*TEXT EXTRACT*:

--- Begin ---

2008 Year of the Mouse

Anytime the aspirations of Andrew Sullivan, George Will and Markos all congeal around the same Ivy league lawyer the rest of us have cause to pay attention.  Is a new day truly about to dawn in America?

Let’s hope not.

No candidate reminds me more of the fraternity president now posing for posterity at the end of his shame-filled tenure.  Put aside the unhappy circumstances that brought 43 to power and recall only that academic rigor, business acumen and personal courage played no part. Charm, we were told, 43 had in abundance. We all know now how that turned out.

America’s newest uniter is hardly the first man of faith America has sanctified when lost in the desert. With his impressive intellect and limitless charms, the transformational candidate is a vast improvement over 43, towers over the opposition field, and compares very favorably with  the professional actor Americans last turned to for a reliable happy ending.

The cyber-cypher and the ‘the great communicator’ share important attributes.  For all the talk  the jelly-bean President was, for most Americans, an empty page upon which they could inscribe their favorite scenes from Death Valley Days and Father Knows Best. Today a similar sense of despair grips the land and the search is on for a new narrative allowing Americans to star as themselves.  The transformational candidate has done the great communicator one better; using a razer-sharp mind and smoky, mellifluous voice to offer Americans the empty canvas while saying even less.

My own personal anti-epiphany occurred while watching the ‘sit-up and beg’ segment of the candidate’s visit to the Comedy Show months back. A regal flick of a digital finger had Jon Stewart licking the proffered hand. It was a frightening and edifying spectacle.

--- End ---

*COLLECTED MATERIAL*:

--- Begin ---

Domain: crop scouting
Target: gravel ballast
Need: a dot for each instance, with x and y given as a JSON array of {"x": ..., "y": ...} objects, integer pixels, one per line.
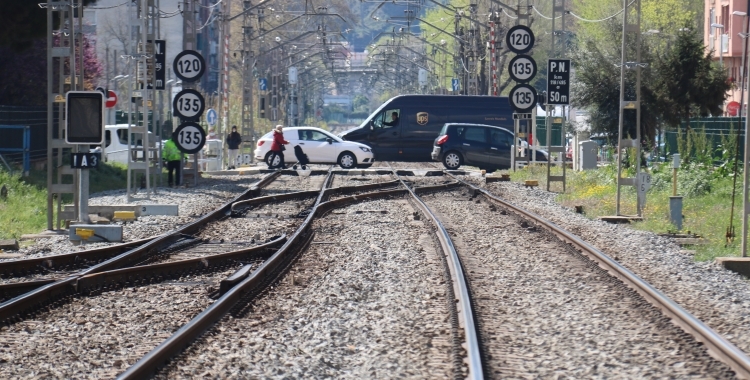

--- End ---

*TASK*: In the 2008 commentary, what was the writer watching when the personal anti-epiphany occurred? The listing was taken from a separate source.

*COMPLETE RESPONSE*: The "sit-up and beg" segment of the candidate's visit to the Comedy Show months earlier.